## CHALLENGE
Reproduce only the lines from the line containing "TARGET = wooden fan blade" to the end of the entries below, including both of those lines.

## TASK INPUT
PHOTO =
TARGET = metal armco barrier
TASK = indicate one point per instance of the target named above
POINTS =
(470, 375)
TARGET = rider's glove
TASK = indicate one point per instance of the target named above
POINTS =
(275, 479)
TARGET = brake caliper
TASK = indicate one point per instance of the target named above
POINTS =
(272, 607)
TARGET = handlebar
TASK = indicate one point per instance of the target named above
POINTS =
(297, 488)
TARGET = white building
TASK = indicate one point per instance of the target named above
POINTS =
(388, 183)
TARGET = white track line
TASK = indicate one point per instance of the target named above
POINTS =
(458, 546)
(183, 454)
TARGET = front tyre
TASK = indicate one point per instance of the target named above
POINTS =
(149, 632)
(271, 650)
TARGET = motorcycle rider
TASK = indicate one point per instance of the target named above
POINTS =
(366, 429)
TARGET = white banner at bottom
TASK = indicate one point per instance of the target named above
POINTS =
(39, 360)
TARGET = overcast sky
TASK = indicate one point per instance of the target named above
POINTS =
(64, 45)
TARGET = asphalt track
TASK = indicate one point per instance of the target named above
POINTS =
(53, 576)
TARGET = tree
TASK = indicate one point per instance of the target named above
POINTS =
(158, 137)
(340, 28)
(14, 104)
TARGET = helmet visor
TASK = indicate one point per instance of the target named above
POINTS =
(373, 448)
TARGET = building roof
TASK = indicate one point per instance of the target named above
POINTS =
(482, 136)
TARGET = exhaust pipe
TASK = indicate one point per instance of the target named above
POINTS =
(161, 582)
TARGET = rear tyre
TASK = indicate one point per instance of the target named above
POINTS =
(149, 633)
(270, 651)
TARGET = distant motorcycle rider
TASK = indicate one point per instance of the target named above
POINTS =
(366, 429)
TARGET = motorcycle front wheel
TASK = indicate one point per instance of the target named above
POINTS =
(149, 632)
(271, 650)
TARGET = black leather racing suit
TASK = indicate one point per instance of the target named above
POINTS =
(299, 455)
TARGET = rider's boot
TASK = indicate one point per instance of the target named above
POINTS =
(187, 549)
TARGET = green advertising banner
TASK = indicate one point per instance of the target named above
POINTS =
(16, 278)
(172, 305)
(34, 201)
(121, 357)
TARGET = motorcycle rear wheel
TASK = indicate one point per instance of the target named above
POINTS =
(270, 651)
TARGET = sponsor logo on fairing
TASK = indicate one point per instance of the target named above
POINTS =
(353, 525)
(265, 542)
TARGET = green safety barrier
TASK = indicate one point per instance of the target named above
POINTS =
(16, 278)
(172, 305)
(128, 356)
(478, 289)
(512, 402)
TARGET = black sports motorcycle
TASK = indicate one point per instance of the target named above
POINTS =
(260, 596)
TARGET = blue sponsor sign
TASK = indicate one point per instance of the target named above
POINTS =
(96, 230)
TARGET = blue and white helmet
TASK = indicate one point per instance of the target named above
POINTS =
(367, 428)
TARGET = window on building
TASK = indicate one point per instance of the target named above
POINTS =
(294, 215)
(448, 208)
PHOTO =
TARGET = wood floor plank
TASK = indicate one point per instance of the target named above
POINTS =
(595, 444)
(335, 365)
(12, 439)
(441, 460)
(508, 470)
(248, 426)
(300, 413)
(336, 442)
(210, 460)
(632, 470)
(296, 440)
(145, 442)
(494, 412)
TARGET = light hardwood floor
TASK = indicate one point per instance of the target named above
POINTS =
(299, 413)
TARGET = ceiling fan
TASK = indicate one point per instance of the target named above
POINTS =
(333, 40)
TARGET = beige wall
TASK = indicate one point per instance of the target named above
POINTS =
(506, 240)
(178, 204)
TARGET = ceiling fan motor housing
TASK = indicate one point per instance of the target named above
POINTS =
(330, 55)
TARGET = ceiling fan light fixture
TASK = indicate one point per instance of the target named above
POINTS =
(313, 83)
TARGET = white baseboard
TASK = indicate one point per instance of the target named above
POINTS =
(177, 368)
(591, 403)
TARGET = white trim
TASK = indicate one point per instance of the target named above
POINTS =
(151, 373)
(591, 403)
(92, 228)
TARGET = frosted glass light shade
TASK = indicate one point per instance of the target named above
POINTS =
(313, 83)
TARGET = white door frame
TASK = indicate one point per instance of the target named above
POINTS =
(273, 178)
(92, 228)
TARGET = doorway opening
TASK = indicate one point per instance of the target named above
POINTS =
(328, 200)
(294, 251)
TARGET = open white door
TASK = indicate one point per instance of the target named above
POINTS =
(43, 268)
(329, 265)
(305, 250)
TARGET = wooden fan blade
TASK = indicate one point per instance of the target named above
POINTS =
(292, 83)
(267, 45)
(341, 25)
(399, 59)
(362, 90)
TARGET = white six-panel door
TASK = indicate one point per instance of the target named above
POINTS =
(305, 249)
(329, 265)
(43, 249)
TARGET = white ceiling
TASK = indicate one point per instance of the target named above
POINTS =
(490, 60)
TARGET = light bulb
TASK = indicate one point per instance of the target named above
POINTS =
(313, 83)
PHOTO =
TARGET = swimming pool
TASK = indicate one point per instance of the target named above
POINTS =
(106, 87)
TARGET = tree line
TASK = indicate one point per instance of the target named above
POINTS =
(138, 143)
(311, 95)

## FINISHED ANSWER
TARGET = wooden fan blade
TASK = indicate one point per instance of the target named above
POINTS =
(292, 83)
(267, 45)
(341, 25)
(399, 59)
(362, 90)
TARGET = white six-panel door
TASK = indicate one point per instance of the target named above
POINTS =
(305, 249)
(329, 265)
(43, 249)
TARGET = white ceiling
TASK = indicate one point per instance of the target named above
POINTS =
(490, 60)
TARGET = light bulb
TASK = indicate one point per instance of the target named above
POINTS =
(313, 83)
PHOTO =
TARGET = swimming pool
TASK = indicate one point per instance of the target named above
POINTS =
(106, 87)
TARGET = tree line
TASK = indicate one point per instance of the target named above
POINTS =
(138, 143)
(311, 95)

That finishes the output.